Welcome to stderr and stdout!  

A Docker image is the snapshot of a filesystem with all your application binaries and dependencies, including some metadata telling Docker which process to start when you run a container from the image. That process runs in the foreground, and it’s like starting a shell session and then running a command—as long as the command is active it has control of the terminal input and output. Commands write log entries to the standard output and standard error streams (called stdout and stderr), and in a terminal session you see the output in your window. In a container Docker watches stdout and stderr and collects the output from the streams, and this is the source of the container logs.

TRY IT NOW  You can see this easily if you run a timecheck app in a container—the application runs in the foreground and writes log entries to stdout:

 # run the container in the foreground:
 docker container run diamol/ch15-timecheck:3.0
 # exit the container with Ctrl-C when you're done

You’ll see some log lines in your terminal, and you’ll find you can’t enter any more commands – the container is running in the foreground, and it’s like running the app in your terminal. Every few seconds the app writes another timestamp to stdout, and you’ll see another line in your session window. My output is in figure 1:

Figure 1. A container in the foreground takes over the terminal session until it exits

This is the standard operating model for containers—Docker starts a process inside the container and collects the output streams from that process as logs. All the apps we’ve used in this article follow this same pattern: the application process runs in the foreground—whichcould be a Go binary or the Java runtime—and the application is configured to write logs to stdout (or stderr — Docker treats both streams in the same way). Those application logs are written to the output stream by the runtime, and Docker collects them. Figure 2 shows the interaction between the application, the output streams and Docker:

Figure 2. Docker watches the application process in the container and collects its output streams

Container logs are stored as JSON files, and the log entries are available for detached containers which don’t have a terminal session, and for containers which have exited, ending the application process. Docker manages the JSON files for you and they have the same lifecycle as the container—when the container is removed, the log files are removed too.

★ ★ ★

[Short exercise 1]
Edit the segmentation labeling rows below by replacing "pumpkin display bin" with "produce crate" and leaving everything else unchanged.

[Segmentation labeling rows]
★ ★ ★

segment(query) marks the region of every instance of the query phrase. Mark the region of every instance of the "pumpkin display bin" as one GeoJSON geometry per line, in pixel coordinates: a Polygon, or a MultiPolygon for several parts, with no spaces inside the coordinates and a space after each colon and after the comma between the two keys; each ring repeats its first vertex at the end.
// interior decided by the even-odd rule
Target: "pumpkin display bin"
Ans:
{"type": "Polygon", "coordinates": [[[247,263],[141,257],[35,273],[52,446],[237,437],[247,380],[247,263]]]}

★ ★ ★

[Short exercise 2]
From the excerpt on Docker container logs, copy the stretch from "Container logs are" through "are removed too." word for word.

[Right answer 1]
segment(query) marks the region of every instance of the query phrase. Mark the region of every instance of the "produce crate" as one GeoJSON geometry per line, in pixel coordinates: a Polygon, or a MultiPolygon for several parts, with no spaces inside the coordinates and a space after each colon and after the comma between the two keys; each ring repeats its first vertex at the end.
// interior decided by the even-odd rule
Target: "produce crate"
Ans:
{"type": "Polygon", "coordinates": [[[247,263],[141,257],[35,273],[52,446],[237,437],[247,380],[247,263]]]}

[Right answer 2]
Container logs are stored as JSON files, and the log entries are available for detached containers which don’t have a terminal session, and for containers which have exited, ending the application process. Docker manages the JSON files for you and they have the same lifecycle as the container—when the container is removed, the log files are removed too.